TEXT PROVIDED:
Monday, 21 June 2010 00:00
PHILIPPINE Airlines (PAL) said it has secured government approval of a planned retrenchment brought about by the spin off of its three non-core units. In a statement, the flag carreir said the decision of the Department of Labor and Employment (DOLE) recognizes the company’s financial troubles and the need to spin-off none-core services as part of its survival strategy.
The affected units are in-flight catering services, airport services (including ground handling, cargo terminal/cargo handling, and ramp handling) and call center reservations.
PAL had said that the spin off will entail letting go some 3,500 out of its 7,500 workforce.
The planned retrenchment was originally set on May 31, but was suspended after the Labor department assumed jurisdiction over a simmering dispute between PAL management and labor unions.
“With [the] DOLE decision, PAL must now focus on the tough challenge of surviving the crisis and competing amidst a difficult operating environment. To do this, PAL must implement various revenue enhancement and cost control initiatives that includes outsourcing,” the Lucio Tan-owned airline said.
The carrier said the PAL Employee Association (PALEA) will appeal the department decision.
The company said airline operations remain normal, with its domestic and international flights operated according to published schedules.
The airline will outsource its call center reservations to ePLDT Ventus, which would handle reservations, inquiries, bookings, disruption handling, back-office services and other call center services.
PAL’s catering services will be handled by SkyKitchen Philippines, which is owned by businessman Manuel Osmeña.

ENTRIES SHOWN:
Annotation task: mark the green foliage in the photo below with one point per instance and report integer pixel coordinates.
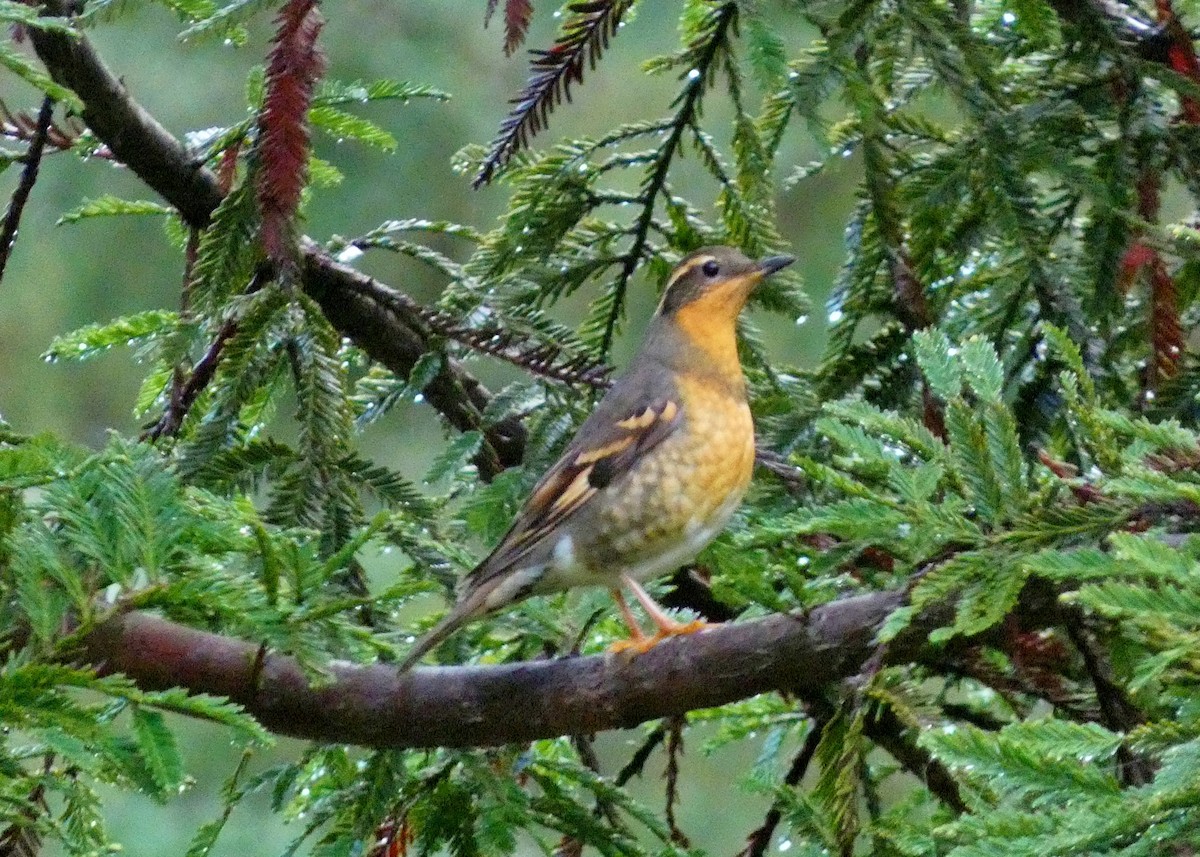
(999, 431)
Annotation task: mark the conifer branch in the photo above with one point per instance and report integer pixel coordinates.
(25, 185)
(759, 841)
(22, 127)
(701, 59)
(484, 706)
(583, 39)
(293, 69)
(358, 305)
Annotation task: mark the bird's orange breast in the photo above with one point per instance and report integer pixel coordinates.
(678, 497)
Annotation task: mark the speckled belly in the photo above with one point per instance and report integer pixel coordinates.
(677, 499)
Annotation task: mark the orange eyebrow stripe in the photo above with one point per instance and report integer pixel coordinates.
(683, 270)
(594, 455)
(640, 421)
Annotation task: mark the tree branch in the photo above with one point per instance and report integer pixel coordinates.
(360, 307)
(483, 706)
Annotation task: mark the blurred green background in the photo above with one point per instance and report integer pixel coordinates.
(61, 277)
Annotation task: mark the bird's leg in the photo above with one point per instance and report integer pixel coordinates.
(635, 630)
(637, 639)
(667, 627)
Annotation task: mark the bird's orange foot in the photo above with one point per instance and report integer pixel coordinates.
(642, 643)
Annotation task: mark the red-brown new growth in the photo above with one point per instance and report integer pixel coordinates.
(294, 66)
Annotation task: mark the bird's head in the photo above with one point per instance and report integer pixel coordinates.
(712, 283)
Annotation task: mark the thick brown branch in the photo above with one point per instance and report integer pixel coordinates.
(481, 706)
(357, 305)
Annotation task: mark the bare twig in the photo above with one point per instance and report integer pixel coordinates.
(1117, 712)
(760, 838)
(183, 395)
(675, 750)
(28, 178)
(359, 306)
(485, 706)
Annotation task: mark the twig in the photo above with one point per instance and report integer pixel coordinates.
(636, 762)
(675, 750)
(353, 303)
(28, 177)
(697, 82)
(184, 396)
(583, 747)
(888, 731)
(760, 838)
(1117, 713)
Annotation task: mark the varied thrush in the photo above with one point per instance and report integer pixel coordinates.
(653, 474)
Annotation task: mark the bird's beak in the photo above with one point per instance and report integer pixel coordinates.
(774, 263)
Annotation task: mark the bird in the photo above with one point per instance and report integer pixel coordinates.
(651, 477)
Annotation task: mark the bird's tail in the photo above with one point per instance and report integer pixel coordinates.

REQUIRED ACTIONS:
- 1) From the article on the Philippine Airlines retrenchment, list every service that ePLDT Ventus would handle under the outsourcing arrangement.
- 2) Answer the following from the article on the Philippine Airlines retrenchment, giving each answer on its own line with the matching letter.
(a) How many employees did PAL say the spin-off would let go, and out of what total workforce?
(b) On what date was the retrenchment originally scheduled?
(c) Who owns SkyKitchen Philippines?
- 3) Continue the article on the Philippine Airlines retrenchment, beginning after its final sentence.

ACTIVITY ANSWERS:
- 1) Reservations, inquiries, bookings, disruption handling, back-office services, other call center services

- 2)
(a) Some 3,500 out of 7,500
(b) May 31
(c) Businessman Manuel Osmeña

- 3)
The airline caterer provides in-flight meals for Cathay Pacific, Qatar and Cebu Pacific.
PAL’s cargo handling would be outsourced to Sky Logistics.
In addition, PAL will rationalize its medical, information technology and human resource units so it can let go of 500 more employees.
The cost-cutting measures would save the company about P500 million to P1 billion a year. PAL is setting aside P2 billion to P2.5 billion to compensate the displaced workers.
PAL was forced to implement the restructuring plan because of the combined effects of the global recession, high fuel prices, the unabated liberalization of the commercial aviation industry, and the recent blacklisting of Philippine carriers by the European Union.
Because of this, PAL’s financial situation continued to deteriorate, as it incurred over $350 million, or at least P15 billion in losses during the last two fiscal years.
Its equity also dropped precipitously to a little over $1.1 million as of February this year, the airline said.
PAL earlier reported a net loss of $54.1 million during the second quarter of its fiscal year ending March from $158.1 million in the same period last year.